Task objective
In the part of the data below that opens with the line containing "of the dining" and runs through the end of the data, add 99 to every coordinate in the answers. Give all of those lines again, requests included, and leave the requests unchanged.

· · ·

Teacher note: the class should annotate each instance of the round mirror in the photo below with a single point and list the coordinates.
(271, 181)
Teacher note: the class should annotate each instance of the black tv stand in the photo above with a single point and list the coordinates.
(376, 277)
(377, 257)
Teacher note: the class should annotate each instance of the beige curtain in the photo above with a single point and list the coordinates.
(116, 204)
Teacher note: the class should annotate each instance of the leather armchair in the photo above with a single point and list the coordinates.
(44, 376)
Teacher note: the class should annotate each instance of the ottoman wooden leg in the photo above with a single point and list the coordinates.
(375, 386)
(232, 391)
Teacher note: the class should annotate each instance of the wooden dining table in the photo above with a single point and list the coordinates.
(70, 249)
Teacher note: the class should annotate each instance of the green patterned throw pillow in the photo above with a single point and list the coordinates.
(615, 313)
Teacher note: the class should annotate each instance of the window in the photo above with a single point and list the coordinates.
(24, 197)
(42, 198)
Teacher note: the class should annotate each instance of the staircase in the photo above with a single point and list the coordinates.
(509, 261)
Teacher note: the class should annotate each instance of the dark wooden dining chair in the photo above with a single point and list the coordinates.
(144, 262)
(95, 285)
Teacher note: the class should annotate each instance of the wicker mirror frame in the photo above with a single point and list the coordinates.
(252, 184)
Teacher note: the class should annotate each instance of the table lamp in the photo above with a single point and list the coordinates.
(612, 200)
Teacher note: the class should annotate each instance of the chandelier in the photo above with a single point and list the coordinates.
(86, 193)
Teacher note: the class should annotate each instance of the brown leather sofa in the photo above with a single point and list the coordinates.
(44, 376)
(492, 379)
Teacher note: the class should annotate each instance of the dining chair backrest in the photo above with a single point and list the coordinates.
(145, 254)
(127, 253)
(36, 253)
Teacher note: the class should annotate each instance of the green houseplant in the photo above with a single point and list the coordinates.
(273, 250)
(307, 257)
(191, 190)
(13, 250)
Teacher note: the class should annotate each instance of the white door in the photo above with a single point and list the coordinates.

· · ·

Finished answer
Teacher note: the class should annotate each instance of the dining chair backrest in the photo above with a single point and list the coordinates.
(244, 353)
(226, 352)
(135, 352)
Teacher note: the class should annotate each instance of the green houseplant in the photo above with a single point and list the coordinates.
(372, 349)
(406, 356)
(290, 289)
(112, 349)
Teacher note: the class should annotate each instance of the white door in the photo above with a single point and list the coordinates.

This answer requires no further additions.